### What the task requires:
Work through the entries below line by line and give the number of lines with the string "this", nothing else.

### Given data:
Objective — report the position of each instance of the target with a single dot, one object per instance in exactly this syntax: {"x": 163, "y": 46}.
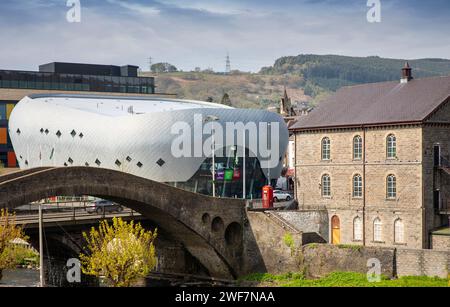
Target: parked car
{"x": 279, "y": 195}
{"x": 105, "y": 206}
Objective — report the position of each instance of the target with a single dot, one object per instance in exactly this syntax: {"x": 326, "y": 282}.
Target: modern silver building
{"x": 165, "y": 140}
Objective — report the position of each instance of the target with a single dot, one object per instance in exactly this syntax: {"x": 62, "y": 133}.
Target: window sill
{"x": 400, "y": 244}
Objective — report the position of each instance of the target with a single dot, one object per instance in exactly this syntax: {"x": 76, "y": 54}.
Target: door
{"x": 335, "y": 230}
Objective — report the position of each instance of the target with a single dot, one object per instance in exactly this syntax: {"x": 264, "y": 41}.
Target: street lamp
{"x": 213, "y": 119}
{"x": 268, "y": 140}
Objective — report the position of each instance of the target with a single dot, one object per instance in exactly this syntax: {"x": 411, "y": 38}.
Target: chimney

### Task result:
6